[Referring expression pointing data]
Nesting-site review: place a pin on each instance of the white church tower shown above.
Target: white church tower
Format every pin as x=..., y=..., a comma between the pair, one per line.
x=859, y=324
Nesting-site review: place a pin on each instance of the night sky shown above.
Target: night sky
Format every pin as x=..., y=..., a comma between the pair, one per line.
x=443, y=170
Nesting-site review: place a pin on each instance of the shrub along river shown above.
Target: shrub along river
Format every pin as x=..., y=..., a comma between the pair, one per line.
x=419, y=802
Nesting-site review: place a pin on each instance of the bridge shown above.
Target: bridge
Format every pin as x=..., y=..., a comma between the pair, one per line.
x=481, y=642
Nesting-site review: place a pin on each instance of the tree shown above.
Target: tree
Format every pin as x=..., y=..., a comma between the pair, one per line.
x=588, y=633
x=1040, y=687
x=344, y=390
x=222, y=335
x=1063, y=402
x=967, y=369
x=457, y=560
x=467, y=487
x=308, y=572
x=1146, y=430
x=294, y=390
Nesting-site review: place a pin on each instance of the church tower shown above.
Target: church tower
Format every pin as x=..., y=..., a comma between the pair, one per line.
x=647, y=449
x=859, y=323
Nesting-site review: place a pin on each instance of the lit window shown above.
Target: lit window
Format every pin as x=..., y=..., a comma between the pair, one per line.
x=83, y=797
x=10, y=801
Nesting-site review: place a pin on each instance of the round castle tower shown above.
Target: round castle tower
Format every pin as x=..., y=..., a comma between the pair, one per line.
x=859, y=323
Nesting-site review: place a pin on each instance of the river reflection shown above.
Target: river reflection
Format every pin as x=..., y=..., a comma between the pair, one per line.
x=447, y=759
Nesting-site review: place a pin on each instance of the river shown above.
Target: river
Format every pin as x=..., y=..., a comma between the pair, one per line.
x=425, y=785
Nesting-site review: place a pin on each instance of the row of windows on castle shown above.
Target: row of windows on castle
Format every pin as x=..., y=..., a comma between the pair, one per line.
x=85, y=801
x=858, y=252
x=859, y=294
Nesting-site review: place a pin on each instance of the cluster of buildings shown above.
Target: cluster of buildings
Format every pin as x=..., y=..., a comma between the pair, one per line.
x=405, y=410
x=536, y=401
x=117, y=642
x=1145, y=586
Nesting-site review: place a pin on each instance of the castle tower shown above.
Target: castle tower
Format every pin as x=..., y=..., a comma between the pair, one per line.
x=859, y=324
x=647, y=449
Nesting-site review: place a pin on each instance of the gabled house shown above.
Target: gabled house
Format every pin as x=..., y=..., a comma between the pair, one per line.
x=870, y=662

- **WORK REQUIRED**:
Please restate only the opening stretch of the records above: every line from the first through the one containing "Target: bridge", exactly as written.

- **EXPECTED OUTPUT**:
Nesting-site review: place a pin on each instance of the white church tower shown above.
Target: white church tower
Format every pin as x=..., y=..., a comma between the pair, one per line.
x=859, y=324
Nesting-site review: place a pin on each instance of the night sky shown above.
Target: night sky
Format every pin as x=..., y=..., a comma between the pair, one per line.
x=443, y=170
Nesting-site review: place a pin on each instance of the shrub along river shown above.
Target: shrub along river
Format every pin as x=..., y=..., a comma between the pair, one per line.
x=419, y=802
Nesting-site review: place a pin on each instance of the bridge shown above.
Target: bridge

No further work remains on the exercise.